» **Directive A**:
State how many lines of the records below contain the string "green". Case counts. Give only the number.

===== Extract provided =====

CAB facing multi-faceted erroneous allegations
(Syndicated story. Not edited by The Quint.)
New Delhi, Dec 11 (IANS) The Citizenship (Amendment) Bill (CAB) brought in by the Modi government is being targeted for fear mongering and causing disruptions in several places, partly due to the myths and misconceptions associated with it.
The Citizenship (Amendment) Bill, 2019, (CAB) aims at reducing naturalisation period from 11 years to 5 years for the persecuted religious minorities from Pakistan, Afghanistan and Bangladesh who seek refuge in India.
From violating the Constitution to being discriminatory, CAB has faced multi-faceted criticism.
Article 14 of the Constitution makes provision for "reasonable classification" wherein the principle of equality is relaxed. Therefore, the principle of affirmative action or positive discrimination is possible if the criteria for classification is reasonable.
Experts say the persecuted minorities from these three nations form a reasonable classification, since all have faced systematic attacks, persecution and communal violence due to their presence in Islamic nations.
On the charge that the Bill is anti-Muslim, experts say that Indian Muslims are in no way affected by this amendment. They are and will continue to enjoy all the benefits as legitimate Indian citizens. The Bill deals with refugees who are foreign citizens.

===== Data entries =====

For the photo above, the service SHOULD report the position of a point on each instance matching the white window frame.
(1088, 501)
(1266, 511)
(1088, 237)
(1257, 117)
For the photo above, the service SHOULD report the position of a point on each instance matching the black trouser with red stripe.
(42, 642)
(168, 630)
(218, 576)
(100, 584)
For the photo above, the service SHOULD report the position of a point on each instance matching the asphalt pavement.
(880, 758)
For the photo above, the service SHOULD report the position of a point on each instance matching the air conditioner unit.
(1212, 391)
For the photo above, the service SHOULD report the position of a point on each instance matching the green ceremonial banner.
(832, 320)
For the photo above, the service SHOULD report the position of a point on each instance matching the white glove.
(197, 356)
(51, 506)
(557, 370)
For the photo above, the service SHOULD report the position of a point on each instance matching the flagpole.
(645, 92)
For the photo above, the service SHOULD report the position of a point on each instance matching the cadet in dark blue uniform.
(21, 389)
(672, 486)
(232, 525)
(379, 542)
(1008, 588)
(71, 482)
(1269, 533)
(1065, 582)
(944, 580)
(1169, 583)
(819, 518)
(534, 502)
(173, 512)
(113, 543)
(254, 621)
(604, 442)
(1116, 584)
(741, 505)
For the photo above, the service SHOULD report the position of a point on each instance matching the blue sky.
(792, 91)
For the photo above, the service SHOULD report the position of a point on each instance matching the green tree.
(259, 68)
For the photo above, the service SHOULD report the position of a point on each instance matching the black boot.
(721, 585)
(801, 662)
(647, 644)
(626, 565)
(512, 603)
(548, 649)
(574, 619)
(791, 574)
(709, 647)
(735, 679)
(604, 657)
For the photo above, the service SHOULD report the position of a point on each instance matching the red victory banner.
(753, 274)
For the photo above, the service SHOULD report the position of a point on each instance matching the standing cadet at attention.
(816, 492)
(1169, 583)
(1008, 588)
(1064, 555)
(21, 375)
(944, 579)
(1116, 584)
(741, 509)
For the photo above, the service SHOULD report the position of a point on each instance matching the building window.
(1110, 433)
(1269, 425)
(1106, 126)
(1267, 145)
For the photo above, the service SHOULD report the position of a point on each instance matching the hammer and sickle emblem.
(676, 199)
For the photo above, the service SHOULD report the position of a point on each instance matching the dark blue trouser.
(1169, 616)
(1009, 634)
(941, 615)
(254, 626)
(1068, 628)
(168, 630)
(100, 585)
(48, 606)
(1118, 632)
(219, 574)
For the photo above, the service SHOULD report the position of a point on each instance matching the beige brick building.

=====

» **Directive B**:
Using the article on the Citizenship (Amendment) Bill above, decide whether each statement agrees with it: (i) the Bill aims to cut the naturalisation period from 11 years to 5 years; (ii) the Bill concerns persecuted religious minorities from Pakistan, Afghanistan and Sri Lanka; (iii) experts say Indian Muslims are affected by the amendment. Answer yes or no for each and quote the deciding words.

» **Expected output A**:
2

» **Expected output B**:
(i) Yes: "aims at reducing naturalisation period from 11 years to 5 years"
(ii) No: "from Pakistan, Afghanistan and Bangladesh"
(iii) No: "Indian Muslims are in no way affected by this amendment"